▶ _Estratto del testo_

Il Pdl porta invece a casa le norme sui taxi: le licenze rimarranno in capo ai sindaci e non all'Autorità per i trasporti che potrà al massimo ricorrere al Tar se i comuni non seguiranno le proprie direttive. E anche sui professionisti il Pdl strappa varie modifiche: gli avvocati non dovranno più fare obbligatoriamente un preventivo scritto, e altre loro richieste sulle società di professionisti sono state recepite. Tutti motivi che spingono il capogruppo Maurizio Gasparri a parlare di decreto "migliorato".

C'è poi la corsa a rivendicare la paternità degli emendamenti, e sono numerosi, che rafforzano le tutele dei consumatori nei riguardi di banche e assicurazioni. Sono passate per esempio due modifiche del Pd che eliminano le clausole "qualsiasi sia la loro denominazione" sull'apertura e la tenuta di linee di credito. E anche le ipoteche su vecchi mutui ormai estinti saranno cancellate "automaticamente" senza dover andare dal notaio, come avviene oggi. "Noi non chiediamo che le banche non traggano profitti dalla loro attività, ma ciò deve avvenire nella trasparenza", ha detto Filippo Bubbico (Pd) che insieme a Simona Vicari (Pdl) ha svolto il ruolo di relatore e di costruttore di sintesi.

La commissione ha pure introdotto il cosiddetto "rating antimafia", fortemente voluto dal presidente del Senato Renato Schifani, che diverrà "uno strumento premiale nell'accesso al credito ed alle agevolazioni pubbliche", come ha spiegato Vicari. E' invece del Pd, con prima firma di Luigi Zanda, l'emendamento che toglie alla Protezione civile la gestione degli appalti per i Grandi eventi: dovranno essere fatte d'ora in poi regolari gare e non più affidamenti diretti alle imprese. Pratica che è alla base di molti episodi di corruzione all'attenzione della magistratura. Queste norme sono blindate, nel senso che l'accordo tra i partiti che sostengono il governo è solido e reggerà in aula.

Più insidioso il discorso sulla tesoreria unica: qui oltre alla Lega anche il Pd registra malumori tra le sue fila, cosa che dipende dall'alto numero di amministratori locali Democrat. Se quindi mercoledì pomeriggio, quando il testo approderà in aula, il governo troverà emendamenti sulla Tesoreria anche a firma Pd, presumibilmente porrà la fiducia sul testo licenziato dalla commissione. Nel frattempo verrà approvato in Aula un ordine del giorno che impegna il governo a risolvere la questione nel decreto fiscale.

▶ _Dati archiviati_
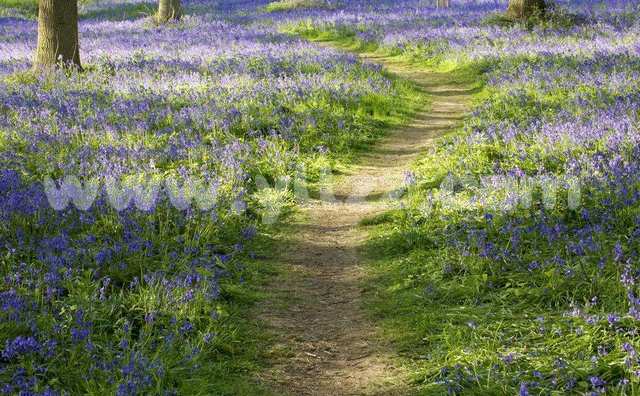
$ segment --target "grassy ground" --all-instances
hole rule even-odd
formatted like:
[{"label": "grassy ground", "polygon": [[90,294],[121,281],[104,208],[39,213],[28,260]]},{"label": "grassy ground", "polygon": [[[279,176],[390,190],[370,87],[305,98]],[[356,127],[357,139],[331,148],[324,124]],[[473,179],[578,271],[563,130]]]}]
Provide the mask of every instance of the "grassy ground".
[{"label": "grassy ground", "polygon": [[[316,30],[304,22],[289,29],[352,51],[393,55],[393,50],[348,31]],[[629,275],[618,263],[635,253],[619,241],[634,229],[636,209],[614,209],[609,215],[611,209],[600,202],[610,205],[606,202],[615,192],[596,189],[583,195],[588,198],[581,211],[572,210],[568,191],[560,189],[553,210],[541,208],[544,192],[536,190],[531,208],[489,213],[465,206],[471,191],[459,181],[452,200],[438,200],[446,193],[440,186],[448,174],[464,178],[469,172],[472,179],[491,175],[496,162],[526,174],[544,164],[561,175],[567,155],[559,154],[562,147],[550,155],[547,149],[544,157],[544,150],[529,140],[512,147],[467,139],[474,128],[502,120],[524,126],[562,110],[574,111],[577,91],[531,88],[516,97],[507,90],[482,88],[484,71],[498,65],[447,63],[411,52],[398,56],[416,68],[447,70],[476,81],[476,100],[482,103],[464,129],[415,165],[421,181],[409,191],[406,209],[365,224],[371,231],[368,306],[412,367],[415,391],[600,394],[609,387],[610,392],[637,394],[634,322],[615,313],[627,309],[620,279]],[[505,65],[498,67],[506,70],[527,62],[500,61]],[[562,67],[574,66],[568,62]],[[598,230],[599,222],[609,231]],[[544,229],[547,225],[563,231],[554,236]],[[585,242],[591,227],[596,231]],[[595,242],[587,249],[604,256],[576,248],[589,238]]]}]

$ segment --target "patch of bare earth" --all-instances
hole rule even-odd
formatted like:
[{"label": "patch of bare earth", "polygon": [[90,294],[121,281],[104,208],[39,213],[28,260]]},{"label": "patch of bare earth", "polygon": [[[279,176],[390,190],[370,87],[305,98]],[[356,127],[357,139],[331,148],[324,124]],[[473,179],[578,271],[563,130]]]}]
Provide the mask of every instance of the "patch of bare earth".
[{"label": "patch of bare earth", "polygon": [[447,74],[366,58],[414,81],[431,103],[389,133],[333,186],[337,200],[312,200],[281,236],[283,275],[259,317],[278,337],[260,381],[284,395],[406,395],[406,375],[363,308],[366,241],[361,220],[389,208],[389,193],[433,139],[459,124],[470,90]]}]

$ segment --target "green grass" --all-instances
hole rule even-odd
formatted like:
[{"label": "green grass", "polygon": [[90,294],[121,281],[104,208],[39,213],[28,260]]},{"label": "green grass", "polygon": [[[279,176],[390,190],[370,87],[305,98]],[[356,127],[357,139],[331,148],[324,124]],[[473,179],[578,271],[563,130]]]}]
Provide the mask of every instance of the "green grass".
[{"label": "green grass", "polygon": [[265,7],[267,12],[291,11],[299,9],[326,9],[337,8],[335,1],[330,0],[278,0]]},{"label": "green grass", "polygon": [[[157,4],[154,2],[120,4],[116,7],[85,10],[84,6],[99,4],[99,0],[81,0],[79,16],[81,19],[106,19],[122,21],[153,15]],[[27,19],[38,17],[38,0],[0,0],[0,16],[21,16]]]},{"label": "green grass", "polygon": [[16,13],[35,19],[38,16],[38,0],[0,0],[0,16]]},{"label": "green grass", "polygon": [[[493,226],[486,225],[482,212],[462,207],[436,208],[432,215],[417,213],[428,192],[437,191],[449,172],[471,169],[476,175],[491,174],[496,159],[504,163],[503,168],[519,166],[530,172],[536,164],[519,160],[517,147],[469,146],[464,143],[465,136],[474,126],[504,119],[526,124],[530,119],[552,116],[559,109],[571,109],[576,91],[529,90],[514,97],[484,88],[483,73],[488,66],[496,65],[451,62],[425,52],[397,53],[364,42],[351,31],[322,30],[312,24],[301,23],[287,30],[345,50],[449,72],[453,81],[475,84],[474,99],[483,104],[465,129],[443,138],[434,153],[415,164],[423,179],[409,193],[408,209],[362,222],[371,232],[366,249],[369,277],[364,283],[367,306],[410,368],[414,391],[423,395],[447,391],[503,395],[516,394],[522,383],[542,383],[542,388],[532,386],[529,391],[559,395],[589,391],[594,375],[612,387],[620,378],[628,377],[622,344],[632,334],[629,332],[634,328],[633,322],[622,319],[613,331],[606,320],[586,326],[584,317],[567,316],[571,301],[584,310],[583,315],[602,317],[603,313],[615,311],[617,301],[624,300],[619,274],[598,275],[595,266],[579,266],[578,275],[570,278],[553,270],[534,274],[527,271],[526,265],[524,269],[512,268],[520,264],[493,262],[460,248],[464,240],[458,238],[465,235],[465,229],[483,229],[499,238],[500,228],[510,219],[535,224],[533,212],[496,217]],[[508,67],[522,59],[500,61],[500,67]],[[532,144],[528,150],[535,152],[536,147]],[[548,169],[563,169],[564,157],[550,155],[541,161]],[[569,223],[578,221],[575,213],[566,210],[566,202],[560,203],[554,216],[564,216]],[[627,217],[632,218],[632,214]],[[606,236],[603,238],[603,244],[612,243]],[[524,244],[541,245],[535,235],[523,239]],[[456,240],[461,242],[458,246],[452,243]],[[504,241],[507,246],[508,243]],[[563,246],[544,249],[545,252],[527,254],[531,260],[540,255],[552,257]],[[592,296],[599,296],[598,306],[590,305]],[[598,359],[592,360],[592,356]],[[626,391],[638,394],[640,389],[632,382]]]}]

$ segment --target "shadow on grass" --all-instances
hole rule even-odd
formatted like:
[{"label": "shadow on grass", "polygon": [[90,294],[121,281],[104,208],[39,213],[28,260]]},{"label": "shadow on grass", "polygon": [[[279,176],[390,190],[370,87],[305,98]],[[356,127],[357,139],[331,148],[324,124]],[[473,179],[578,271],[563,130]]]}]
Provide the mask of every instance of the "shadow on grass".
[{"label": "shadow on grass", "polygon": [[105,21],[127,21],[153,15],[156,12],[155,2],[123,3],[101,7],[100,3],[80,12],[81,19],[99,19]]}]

▶ _Azioni richieste_
1. Ripeta parola per parola il passo dell'estratto che va da "C'è poi la corsa" a "costruttore di sintesi.".
2. Per ciascuna affermazione indichi se concorda con l'estratto, rispondendo sì o no e citando alla lettera le parole decisive: (a) le licenze dei taxi resteranno in capo ai sindaci; (b) gli avvocati dovranno continuare a fare obbligatoriamente un preventivo scritto; (c) l'emendamento che toglie alla Protezione civile la gestione degli appalti per i Grandi eventi è del Pdl.

▶ _Risposte ai compiti_
1.
C'è poi la corsa a rivendicare la paternità degli emendamenti, e sono numerosi, che rafforzano le tutele dei consumatori nei riguardi di banche e assicurazioni. Sono passate per esempio due modifiche del Pd che eliminano le clausole "qualsiasi sia la loro denominazione" sull'apertura e la tenuta di linee di credito. E anche le ipoteche su vecchi mutui ormai estinti saranno cancellate "automaticamente" senza dover andare dal notaio, come avviene oggi. "Noi non chiediamo che le banche non traggano profitti dalla loro attività, ma ciò deve avvenire nella trasparenza", ha detto Filippo Bubbico (Pd) che insieme a Simona Vicari (Pdl) ha svolto il ruolo di relatore e di costruttore di sintesi.

2.
(a) Sì: "le licenze rimarranno in capo ai sindaci e non all'Autorità per i trasporti".
(b) No: "gli avvocati non dovranno più fare obbligatoriamente un preventivo scritto".
(c) No: "E' invece del Pd, con prima firma di Luigi Zanda, l'emendamento che toglie alla Protezione civile la gestione degli appalti per i Grandi eventi".